Natural language region descriptions:
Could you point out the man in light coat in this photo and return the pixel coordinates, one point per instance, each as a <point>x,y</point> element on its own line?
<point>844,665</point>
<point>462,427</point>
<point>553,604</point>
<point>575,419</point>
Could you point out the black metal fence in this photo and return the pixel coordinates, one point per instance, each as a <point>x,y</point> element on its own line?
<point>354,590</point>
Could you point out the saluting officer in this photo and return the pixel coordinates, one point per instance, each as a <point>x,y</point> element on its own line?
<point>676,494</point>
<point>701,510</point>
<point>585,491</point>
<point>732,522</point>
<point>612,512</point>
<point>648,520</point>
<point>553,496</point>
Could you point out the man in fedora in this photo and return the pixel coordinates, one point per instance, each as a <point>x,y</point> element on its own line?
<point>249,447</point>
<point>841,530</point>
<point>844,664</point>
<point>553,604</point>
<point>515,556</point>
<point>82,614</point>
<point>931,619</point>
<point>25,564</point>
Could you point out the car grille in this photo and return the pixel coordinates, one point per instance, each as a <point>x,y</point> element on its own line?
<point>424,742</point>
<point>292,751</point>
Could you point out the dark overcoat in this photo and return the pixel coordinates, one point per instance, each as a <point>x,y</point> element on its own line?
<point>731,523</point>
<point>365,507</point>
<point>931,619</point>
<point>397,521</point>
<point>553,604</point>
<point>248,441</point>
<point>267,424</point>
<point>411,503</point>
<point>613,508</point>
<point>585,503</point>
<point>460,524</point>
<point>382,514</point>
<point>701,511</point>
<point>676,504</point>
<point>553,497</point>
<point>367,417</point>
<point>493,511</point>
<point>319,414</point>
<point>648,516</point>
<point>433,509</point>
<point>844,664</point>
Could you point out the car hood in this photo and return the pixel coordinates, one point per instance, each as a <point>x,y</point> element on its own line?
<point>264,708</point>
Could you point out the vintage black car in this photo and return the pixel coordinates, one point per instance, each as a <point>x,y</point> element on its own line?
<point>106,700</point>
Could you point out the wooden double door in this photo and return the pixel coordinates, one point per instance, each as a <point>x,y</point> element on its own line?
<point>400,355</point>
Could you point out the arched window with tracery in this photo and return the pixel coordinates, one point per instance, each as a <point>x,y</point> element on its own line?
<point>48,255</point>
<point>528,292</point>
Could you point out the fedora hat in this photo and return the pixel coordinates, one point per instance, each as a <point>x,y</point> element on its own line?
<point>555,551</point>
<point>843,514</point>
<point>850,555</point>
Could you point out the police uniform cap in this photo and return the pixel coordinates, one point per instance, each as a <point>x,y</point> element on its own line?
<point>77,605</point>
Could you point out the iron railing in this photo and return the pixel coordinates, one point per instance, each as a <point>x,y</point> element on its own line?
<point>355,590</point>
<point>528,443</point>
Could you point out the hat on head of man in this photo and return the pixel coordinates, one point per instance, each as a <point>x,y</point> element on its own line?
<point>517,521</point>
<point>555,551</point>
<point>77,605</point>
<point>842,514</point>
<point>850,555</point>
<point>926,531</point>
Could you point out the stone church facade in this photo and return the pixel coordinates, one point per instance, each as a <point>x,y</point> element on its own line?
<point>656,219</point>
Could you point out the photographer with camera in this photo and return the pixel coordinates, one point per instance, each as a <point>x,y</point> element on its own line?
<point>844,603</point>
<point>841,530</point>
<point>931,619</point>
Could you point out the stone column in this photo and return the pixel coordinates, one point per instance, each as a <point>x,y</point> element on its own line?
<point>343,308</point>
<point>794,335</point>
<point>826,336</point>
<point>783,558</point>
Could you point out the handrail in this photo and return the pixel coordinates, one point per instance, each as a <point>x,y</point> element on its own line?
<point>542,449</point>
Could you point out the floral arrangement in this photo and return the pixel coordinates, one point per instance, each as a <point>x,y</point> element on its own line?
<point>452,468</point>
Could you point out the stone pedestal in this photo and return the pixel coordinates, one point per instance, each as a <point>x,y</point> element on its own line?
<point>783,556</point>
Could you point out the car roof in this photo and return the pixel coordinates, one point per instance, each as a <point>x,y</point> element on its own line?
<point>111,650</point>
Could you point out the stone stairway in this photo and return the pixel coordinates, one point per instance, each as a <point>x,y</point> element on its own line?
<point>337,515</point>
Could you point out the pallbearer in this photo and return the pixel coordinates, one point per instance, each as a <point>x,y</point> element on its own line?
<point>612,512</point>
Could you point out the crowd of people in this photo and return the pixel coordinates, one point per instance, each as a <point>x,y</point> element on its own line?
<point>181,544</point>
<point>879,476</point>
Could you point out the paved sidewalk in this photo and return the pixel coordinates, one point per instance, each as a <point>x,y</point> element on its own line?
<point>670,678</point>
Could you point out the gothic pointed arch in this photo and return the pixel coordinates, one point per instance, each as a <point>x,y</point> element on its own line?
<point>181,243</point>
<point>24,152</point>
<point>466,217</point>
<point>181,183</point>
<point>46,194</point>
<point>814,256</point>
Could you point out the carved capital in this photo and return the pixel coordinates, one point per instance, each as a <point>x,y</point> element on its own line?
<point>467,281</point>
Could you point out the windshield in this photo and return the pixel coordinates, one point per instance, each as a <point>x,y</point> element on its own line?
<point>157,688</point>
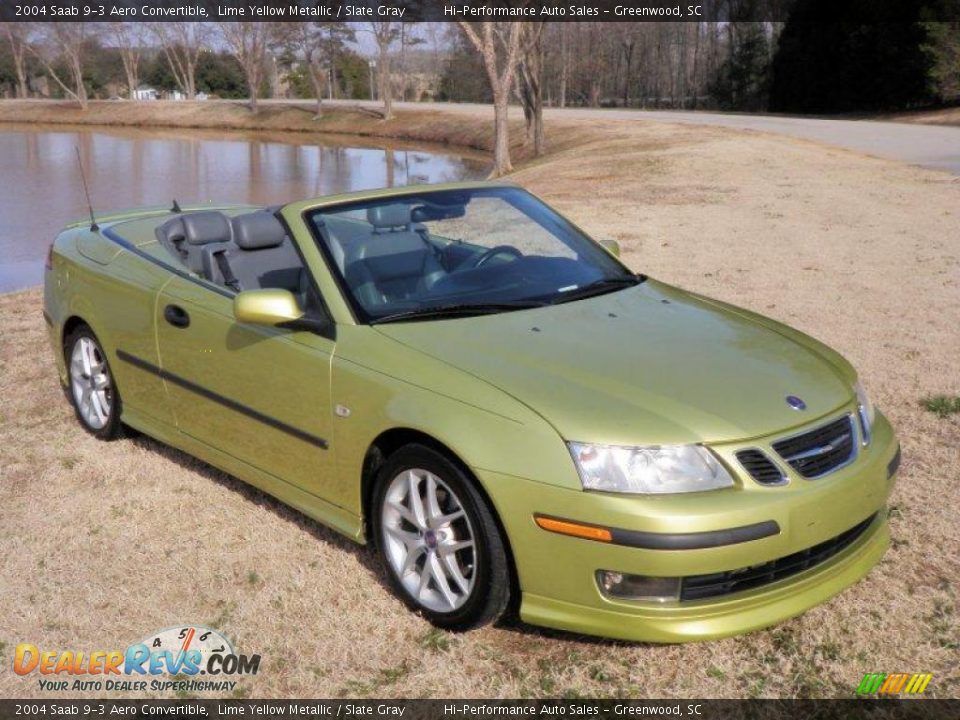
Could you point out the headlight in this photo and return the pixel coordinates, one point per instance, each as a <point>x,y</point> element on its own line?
<point>649,470</point>
<point>865,411</point>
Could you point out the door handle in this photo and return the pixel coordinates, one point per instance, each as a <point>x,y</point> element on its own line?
<point>176,316</point>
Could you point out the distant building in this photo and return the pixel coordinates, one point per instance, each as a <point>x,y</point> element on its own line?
<point>145,92</point>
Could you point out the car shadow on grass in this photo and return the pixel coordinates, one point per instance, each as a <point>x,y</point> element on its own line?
<point>251,494</point>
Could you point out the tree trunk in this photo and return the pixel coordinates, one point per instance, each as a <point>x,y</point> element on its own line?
<point>386,89</point>
<point>81,90</point>
<point>563,65</point>
<point>23,90</point>
<point>501,131</point>
<point>317,82</point>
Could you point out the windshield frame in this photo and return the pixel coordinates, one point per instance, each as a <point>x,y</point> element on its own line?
<point>362,315</point>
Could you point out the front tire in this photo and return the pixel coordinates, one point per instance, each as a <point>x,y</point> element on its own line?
<point>438,540</point>
<point>93,392</point>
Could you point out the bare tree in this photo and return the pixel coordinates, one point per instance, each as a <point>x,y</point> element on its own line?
<point>499,45</point>
<point>248,44</point>
<point>317,44</point>
<point>126,36</point>
<point>62,44</point>
<point>182,42</point>
<point>16,34</point>
<point>385,33</point>
<point>530,84</point>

_TASK OBJECTIVE_. What is needed is an exact repeat of every entry above, with the pictures left out.

_TASK ANSWER_.
Could you point out the man in light coat in this photo and return the pixel coordinates, one point per instance, each as a <point>x,y</point> element on its own line?
<point>844,665</point>
<point>462,427</point>
<point>553,604</point>
<point>575,419</point>
Could you point out the black metal fence in this photo and return the pixel coordinates, one point per instance, each as a <point>x,y</point> element on its own line?
<point>354,590</point>
Could you point out the saluting officer in this photo and return the pixel coordinates, one point per instance, each as a <point>x,y</point> element on its own line?
<point>676,494</point>
<point>701,510</point>
<point>585,491</point>
<point>732,522</point>
<point>612,512</point>
<point>648,520</point>
<point>553,496</point>
Could you point out the man in fedora in this photo and return the pixel coordinates, one point per instance, each as a <point>x,y</point> element on its own line?
<point>249,447</point>
<point>841,530</point>
<point>844,664</point>
<point>553,604</point>
<point>515,556</point>
<point>82,614</point>
<point>931,619</point>
<point>25,564</point>
Could you point out the car grille in this photo and return the pixel coordinates, one point per instance, each as a <point>x,y</point> element on its own line?
<point>424,742</point>
<point>292,751</point>
Could you point out the dark overcoat in this photo and return the pixel coordinates, one point per instance, each as a <point>x,y</point> element on its own line?
<point>731,523</point>
<point>365,507</point>
<point>931,619</point>
<point>397,521</point>
<point>553,604</point>
<point>248,441</point>
<point>267,424</point>
<point>411,503</point>
<point>613,508</point>
<point>585,503</point>
<point>460,524</point>
<point>382,514</point>
<point>701,511</point>
<point>676,504</point>
<point>553,497</point>
<point>367,417</point>
<point>493,511</point>
<point>319,414</point>
<point>648,516</point>
<point>433,509</point>
<point>844,664</point>
Could you point out the car hood in this photo and return the pixel coordinates, one point per instance, each as a <point>x,y</point> element on its own line?
<point>264,708</point>
Could you point out the vintage black car in this photo and return the pixel coordinates, one point per instance, each as a <point>x,y</point> element on its own line?
<point>106,700</point>
Could you point out the wooden double door in this photo and return the pixel coordinates, one point per instance, each as a <point>x,y</point> element on its own line?
<point>400,355</point>
Could you point out the arched window with tracery in this photo and return the pixel coordinates, one point per instance, each as a <point>x,y</point> element on its own line?
<point>48,255</point>
<point>528,292</point>
Could you point out the fedora hat in this photo and return the pixel coordinates, one point per instance, each as a <point>x,y</point> element on its own line?
<point>555,551</point>
<point>843,514</point>
<point>850,555</point>
Could you point out the police uniform cap in this photo and return the pixel coordinates, one point per instance, each as a <point>x,y</point> element on its own line?
<point>77,605</point>
Could you point out the iron railing in this photo and return the pixel coordinates, one point per instance, each as a <point>x,y</point> element on its own line?
<point>355,590</point>
<point>528,443</point>
Could you point out the hat on head of man in this photo and return the pixel coordinates, one point per instance, each as a <point>x,y</point> element on its own line?
<point>517,521</point>
<point>555,551</point>
<point>77,605</point>
<point>842,514</point>
<point>850,555</point>
<point>926,531</point>
Could you point out the stone church facade in this photo and return the pixel coordinates, one point per instance, each as a <point>x,y</point> element on its own line?
<point>656,219</point>
Could you point out the photographer with camera in this photo and return the pixel coordinates, one point per instance, each as a <point>x,y</point> element on its own line?
<point>844,603</point>
<point>841,530</point>
<point>931,619</point>
Could you point out the stone column in this photo and return the pixel coordinates, one point per instance, each as a <point>x,y</point> element on its own line?
<point>343,308</point>
<point>794,335</point>
<point>826,336</point>
<point>783,558</point>
Could you point out the handrail in this photo and return the pixel coordinates, one point per instance, each as a <point>x,y</point> element on its own line?
<point>542,449</point>
Could you point out the floral arrangement in this photo and return the pixel coordinates, one point per instance, each as a <point>x,y</point> element on its own line?
<point>452,468</point>
Could you point out the stone pedestal in this photo and return the pixel coordinates, one point per instance, each as a <point>x,y</point> element on its own line?
<point>783,556</point>
Could you point out the car roof in this photo and return the pixel coordinates, one point per instance, each as a <point>x,y</point> element on its own line?
<point>111,650</point>
Could you point out the stone stairway in this photo and return the pixel coordinates, one point per instance, each as a <point>x,y</point> element on its own line?
<point>337,515</point>
Could you point out the pallbearer in this photo and return the pixel coordinates, one point per instance, each as a <point>x,y</point> element on its own line?
<point>612,512</point>
Could you point out the crowd of people in this photo and return the pixel coordinates, one point per instance, each as a <point>x,y</point> element on its own line?
<point>181,544</point>
<point>879,476</point>
Could you point out the paved sidewalk in this photo and return the pixel coordinates, one point per instance, each as a <point>x,y</point> element on its own line?
<point>670,678</point>
Could you point out the gothic pointed arch in this photo and return the pixel coordinates, one point per instance, each as a <point>x,y</point> element on its own line?
<point>181,243</point>
<point>24,152</point>
<point>466,217</point>
<point>181,183</point>
<point>46,194</point>
<point>814,256</point>
Could you point out the carved capital in this photo and return the pixel coordinates, one point per instance, each as a <point>x,y</point> element on its own line?
<point>467,281</point>
Could you point out the windshield in this photo and return the pixel coordinates, one point per instance, each as a <point>x,y</point> element on its own line?
<point>157,688</point>
Could you point out the headlight in this photo and return the pixel coordinates, one point per instance, each as a <point>x,y</point> element on its own line?
<point>649,470</point>
<point>865,411</point>
Could you point out the door handle in this photo and return the pixel coordinates, one point per instance, each as a <point>x,y</point> element on its own line?
<point>176,316</point>
Could you point out the distant building in this photo and return the pixel coordinates, one point per instance, each as a <point>x,y</point> element on its own line?
<point>145,92</point>
Could you point out the car shadow on grass in this photo and return the pixel coordinates, one point per instance, each as a <point>x,y</point> element on its own line?
<point>251,494</point>
Could you point out the tree trunk in this photo and return the pixel coordinates, one point per instance, each as a <point>x,y</point> element on its own line?
<point>386,89</point>
<point>81,90</point>
<point>563,65</point>
<point>23,90</point>
<point>501,131</point>
<point>317,82</point>
Could you point out the windshield frame in this photo and return the pixel coordinates, one point per instance, each as a <point>x,y</point> element on its own line?
<point>362,315</point>
Could you point out the front tire in this photo and return the pixel coordinates, one point per instance, each as a <point>x,y</point> element on its own line?
<point>438,540</point>
<point>93,392</point>
Could you point out the bare tree in this photo and return the pixel coordinates, one point per instance, each as a <point>x,y</point> element on its own line?
<point>499,45</point>
<point>248,44</point>
<point>317,44</point>
<point>126,36</point>
<point>62,44</point>
<point>182,42</point>
<point>16,34</point>
<point>385,33</point>
<point>530,84</point>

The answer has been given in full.